* Excerpt provided *
◆ ◆ ◆ ◆ ◆ ◆ ◆
Another effect of the shunt is the development of bladder stones due to inability of the liver to metabolise uric acid from the blood.
Nervous system signs include episodic hepatic encephalopathy (seizures).
Gastrointestinal signs are intermittent inappetence; vomiting; diarrhea; pica; drooling in cats.
Urogenital signs bladder stones and or large kidneys
Breeds predisposed include miniature schnauzers; Irish wolfhounds; Old English sheepdogs; cairn terriers; Yorkshire terriers
Incidence is greatest in purebred dogs and mixed breed cats
Especially common in Yorkshire terriers
Episodic seizures or disorientation (hepatic encephalopathy) may be noted.
Affected cats may drool. This may be initially confused with an upper respiratory infection based on the display of increased salivation.
Initial signs usually noted at initial feeding of puppy or kitten food and stunted growth is common
CNS Signs: Episodic weakness, pacing, disorientation, head pressing, blindness, behavioral changes (aggression, vocalization, hallucinations), seizures, coma
Gastrointestinal Signs: inappetence, vomiting, diarrhea
Urinary Signs: bladder stones
Congenital disease –The pets may have a normal appearance or have stunted stature, hepatic encephalopathy, golden or copper irises in non- blue-eyed and non-Persian cats.
CNS signs -Other rule outs include infectious disorders (e.g., FIP, canine distemper, toxoplasmosis, FeLV-related infections); toxicities (e.g., lead, mushrooms, recreational drugs); hydrocephalus; epilepsy; metabolic disorders (e.g., severe low blood sugar).
Gastrointestinal signs—bowel obstruction; dietary indiscretion; foreign body ingestion; inflammatory bowel disease
Urinary tract signs—bacterial urinary tract infection; stones
CBC/Biochemistry: low BUN, creatinine, glucose, and cholesterol common; liver enzyme activity variable (ALP usually high in young patients owing to bone isoenzyme); bilirubin normal with congenital but may be high with acquired shunts.
◆ ◆ ◆ ◆ ◆ ◆ ◆
* Referring-expression pointing data *
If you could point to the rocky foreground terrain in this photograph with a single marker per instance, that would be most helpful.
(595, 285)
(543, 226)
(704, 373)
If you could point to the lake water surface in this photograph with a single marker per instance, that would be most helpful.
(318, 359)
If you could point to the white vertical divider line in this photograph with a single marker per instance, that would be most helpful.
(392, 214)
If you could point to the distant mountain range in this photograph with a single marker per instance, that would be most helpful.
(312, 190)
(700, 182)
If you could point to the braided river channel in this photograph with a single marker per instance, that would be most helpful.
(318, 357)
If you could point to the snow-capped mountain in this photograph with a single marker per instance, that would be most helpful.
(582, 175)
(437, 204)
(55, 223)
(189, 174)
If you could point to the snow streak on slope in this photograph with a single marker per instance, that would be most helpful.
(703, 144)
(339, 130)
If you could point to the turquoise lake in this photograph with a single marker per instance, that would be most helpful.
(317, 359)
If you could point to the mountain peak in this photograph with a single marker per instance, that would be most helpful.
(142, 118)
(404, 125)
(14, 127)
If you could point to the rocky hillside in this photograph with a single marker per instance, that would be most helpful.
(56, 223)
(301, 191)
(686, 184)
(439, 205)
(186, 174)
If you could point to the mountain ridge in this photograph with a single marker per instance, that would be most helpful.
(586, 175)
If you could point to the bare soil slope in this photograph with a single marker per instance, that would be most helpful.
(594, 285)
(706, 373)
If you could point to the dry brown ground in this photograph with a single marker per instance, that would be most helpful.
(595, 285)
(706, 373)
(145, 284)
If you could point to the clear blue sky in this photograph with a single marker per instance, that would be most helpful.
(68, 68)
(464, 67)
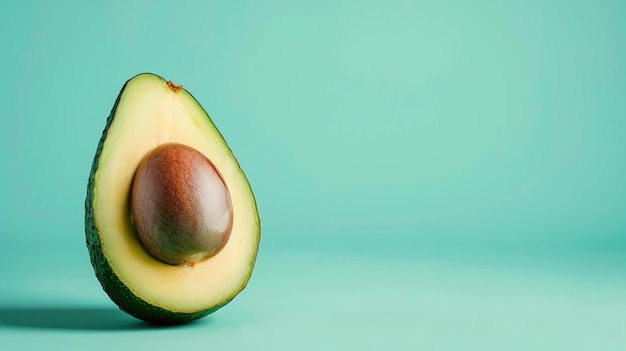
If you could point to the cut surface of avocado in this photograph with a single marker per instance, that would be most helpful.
◆ ◆ ◆ ◆ ◆ ◆ ◆
* What you will do *
Copy out the full text on portosystemic shunt signs in dogs and cats, word for word.

* Finished task *
Another effect of the shunt is the development of bladder stones due to inability of the liver to metabolise uric acid from the blood.
Nervous system signs include episodic hepatic encephalopathy (seizures).
Gastrointestinal signs are intermittent inappetence; vomiting; diarrhea; pica; drooling in cats.
Urogenital signs bladder stones and or large kidneys
Breeds predisposed include miniature schnauzers; Irish wolfhounds; Old English sheepdogs; cairn terriers; Yorkshire terriers
Incidence is greatest in purebred dogs and mixed breed cats
Especially common in Yorkshire terriers
Episodic seizures or disorientation (hepatic encephalopathy) may be noted.
Affected cats may drool. This may be initially confused with an upper respiratory infection based on the display of increased salivation.
Initial signs usually noted at initial feeding of puppy or kitten food and stunted growth is common
CNS Signs: Episodic weakness, pacing, disorientation, head pressing, blindness, behavioral changes (aggression, vocalization, hallucinations), seizures, coma
Gastrointestinal Signs: inappetence, vomiting, diarrhea
Urinary Signs: bladder stones
Congenital disease –The pets may have a normal appearance or have stunted stature, hepatic encephalopathy, golden or copper irises in non- blue-eyed and non-Persian cats.
CNS signs -Other rule outs include infectious disorders (e.g., FIP, canine distemper, toxoplasmosis, FeLV-related infections); toxicities (e.g., lead, mushrooms, recreational drugs); hydrocephalus; epilepsy; metabolic disorders (e.g., severe low blood sugar).
Gastrointestinal signs—bowel obstruction; dietary indiscretion; foreign body ingestion; inflammatory bowel disease
Urinary tract signs—bacterial urinary tract infection; stones
CBC/Biochemistry: low BUN, creatinine, glucose, and cholesterol common; liver enzyme activity variable (ALP usually high in young patients owing to bone isoenzyme); bilirubin normal with congenital but may be high with acquired shunts.